• [Task description]
Only the lines from the one containing "Where can the lodge" through the final line of the material below should be output, exactly as they stand.

• [Listed records]
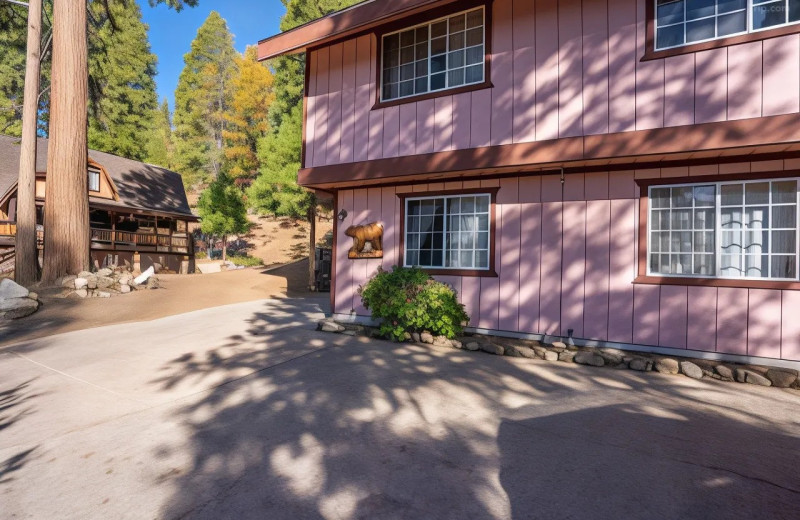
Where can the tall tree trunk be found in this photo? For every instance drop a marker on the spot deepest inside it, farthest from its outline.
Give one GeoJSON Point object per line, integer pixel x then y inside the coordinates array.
{"type": "Point", "coordinates": [26, 264]}
{"type": "Point", "coordinates": [66, 245]}
{"type": "Point", "coordinates": [312, 247]}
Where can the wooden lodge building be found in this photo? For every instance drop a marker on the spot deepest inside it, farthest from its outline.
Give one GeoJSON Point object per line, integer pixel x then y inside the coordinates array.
{"type": "Point", "coordinates": [139, 214]}
{"type": "Point", "coordinates": [618, 173]}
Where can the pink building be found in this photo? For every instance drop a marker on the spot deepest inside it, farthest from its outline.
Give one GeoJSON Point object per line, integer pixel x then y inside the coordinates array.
{"type": "Point", "coordinates": [624, 172]}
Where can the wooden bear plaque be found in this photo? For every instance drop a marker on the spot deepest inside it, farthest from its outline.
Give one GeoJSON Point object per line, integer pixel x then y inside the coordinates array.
{"type": "Point", "coordinates": [367, 240]}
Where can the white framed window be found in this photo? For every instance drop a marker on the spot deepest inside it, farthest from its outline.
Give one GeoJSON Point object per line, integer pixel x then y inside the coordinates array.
{"type": "Point", "coordinates": [448, 232]}
{"type": "Point", "coordinates": [94, 179]}
{"type": "Point", "coordinates": [681, 22]}
{"type": "Point", "coordinates": [442, 54]}
{"type": "Point", "coordinates": [736, 229]}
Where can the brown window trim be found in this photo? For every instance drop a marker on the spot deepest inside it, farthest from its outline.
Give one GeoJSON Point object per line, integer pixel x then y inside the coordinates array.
{"type": "Point", "coordinates": [480, 273]}
{"type": "Point", "coordinates": [433, 14]}
{"type": "Point", "coordinates": [650, 38]}
{"type": "Point", "coordinates": [644, 213]}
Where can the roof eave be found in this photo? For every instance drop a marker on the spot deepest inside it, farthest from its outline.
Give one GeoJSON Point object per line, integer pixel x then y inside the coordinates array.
{"type": "Point", "coordinates": [350, 21]}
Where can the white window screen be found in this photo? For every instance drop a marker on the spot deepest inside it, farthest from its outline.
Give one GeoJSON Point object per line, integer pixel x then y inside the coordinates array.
{"type": "Point", "coordinates": [745, 229]}
{"type": "Point", "coordinates": [448, 232]}
{"type": "Point", "coordinates": [439, 55]}
{"type": "Point", "coordinates": [680, 22]}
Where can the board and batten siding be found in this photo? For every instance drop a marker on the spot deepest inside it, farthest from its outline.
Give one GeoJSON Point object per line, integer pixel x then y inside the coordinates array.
{"type": "Point", "coordinates": [567, 261]}
{"type": "Point", "coordinates": [560, 68]}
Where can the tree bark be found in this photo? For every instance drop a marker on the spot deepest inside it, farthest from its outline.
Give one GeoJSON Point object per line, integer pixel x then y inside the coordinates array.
{"type": "Point", "coordinates": [312, 247]}
{"type": "Point", "coordinates": [66, 242]}
{"type": "Point", "coordinates": [26, 263]}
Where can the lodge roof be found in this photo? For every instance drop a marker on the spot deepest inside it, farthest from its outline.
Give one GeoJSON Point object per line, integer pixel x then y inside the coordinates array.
{"type": "Point", "coordinates": [347, 22]}
{"type": "Point", "coordinates": [140, 186]}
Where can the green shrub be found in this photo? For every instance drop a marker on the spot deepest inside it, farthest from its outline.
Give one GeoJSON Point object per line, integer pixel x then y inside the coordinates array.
{"type": "Point", "coordinates": [407, 300]}
{"type": "Point", "coordinates": [247, 261]}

• [Output]
Where can the lodge roof be found in this photo? For every instance drop a marker on the spot deepest inside it, farthest from its outline.
Give one GeoJSON Point object per line, integer pixel x then y inside the coordinates array.
{"type": "Point", "coordinates": [347, 22]}
{"type": "Point", "coordinates": [140, 186]}
Where can the green shrub be found in this photo? For every instance drop a marker on the spot deepest inside it, farthest from its outline.
Give one GeoJSON Point object per line, integer pixel x then y inside the coordinates array.
{"type": "Point", "coordinates": [407, 300]}
{"type": "Point", "coordinates": [247, 261]}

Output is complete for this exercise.